» Пункт задания
Повторите без изменений часть приведенного ниже фрагмента о царской власти, начиная со слов «Миф машины - [113]» и продолжая до слов «от этого выгоду.» включительно.

» Фрагмент страницы
# # # # # # #

Миф машины - [113]

Шрифт
Интервал

При царской власти были созданы общие стандарты мер и весов: границы не просто четко обозначались, но и — частично из-за экспансии царского могущества, — расширялись, вовлекая все большее число общин в единую систему. С появлением общего свода законов поведение людей делалось более упорядоченным и предсказуемым, реже случались отступления от правил. В известной степени, эти достижения в области закона и порядка заложили основу более широкой свободы: они открывали путь в мир, в любой части которого любой представитель человеческого рода мог бы чувствовать себя как дома, как в родной деревне. В той мере, в какой царская власть служила залогом такого полезного единообразия и универсальности, каждая община и каждый член общины получали от этого выгоду.

В строительстве городов и создании всех сопутствующих им особых установлений царская власть достигла высшей точки своей созидательности. Большинство видов творческой деятельности, которые мы связываем с «цивилизацией», можно возвести к этому изначальному применению общественных и технических сил. Эти работы порождали крепкую уверенность в могуществе человека, отличную от магических заблуждений и наивного самообмана. Цари продемонстрировали, как много могут совершить многочисленные общины, если их организовать в коллектив из крупных механических единиц. Воля, которая смогла добиться этого величайшего свершения, казалась поистине богоподобной. Если бы это не исказило человеческую психику, со временем благотворные последствия могли бы распространиться на всю человеческую деятельность, возвысив и усилив всю обыденную жизнь на планете.

# # # # # # #

» Собранные данные
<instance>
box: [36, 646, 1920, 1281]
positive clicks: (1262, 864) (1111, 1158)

# # # # # # #

» Результат упражнения
Миф машины - [113]

Шрифт
Интервал

При царской власти были созданы общие стандарты мер и весов: границы не просто четко обозначались, но и — частично из-за экспансии царского могущества, — расширялись, вовлекая все большее число общин в единую систему. С появлением общего свода законов поведение людей делалось более упорядоченным и предсказуемым, реже случались отступления от правил. В известной степени, эти достижения в области закона и порядка заложили основу более широкой свободы: они открывали путь в мир, в любой части которого любой представитель человеческого рода мог бы чувствовать себя как дома, как в родной деревне. В той мере, в какой царская власть служила залогом такого полезного единообразия и универсальности, каждая община и каждый член общины получали от этого выгоду.